* Input for this task:

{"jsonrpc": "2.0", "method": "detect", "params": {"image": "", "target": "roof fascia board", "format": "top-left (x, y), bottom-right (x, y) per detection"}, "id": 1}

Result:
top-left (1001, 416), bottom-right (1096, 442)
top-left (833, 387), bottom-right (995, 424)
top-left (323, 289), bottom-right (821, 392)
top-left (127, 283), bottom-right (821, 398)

==

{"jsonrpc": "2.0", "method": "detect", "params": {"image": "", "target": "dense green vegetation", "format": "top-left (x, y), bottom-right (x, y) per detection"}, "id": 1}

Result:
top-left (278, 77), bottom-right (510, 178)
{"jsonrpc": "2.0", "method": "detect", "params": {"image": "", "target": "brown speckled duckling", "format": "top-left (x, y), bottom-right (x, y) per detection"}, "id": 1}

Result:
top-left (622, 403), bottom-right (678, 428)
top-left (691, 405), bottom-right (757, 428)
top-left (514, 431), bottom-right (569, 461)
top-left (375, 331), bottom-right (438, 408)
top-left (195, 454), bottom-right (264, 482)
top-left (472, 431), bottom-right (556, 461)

* Directive: How many lines of the material above contain the string "jsonrpc"? Reply with the number alone.

* Task solution: 3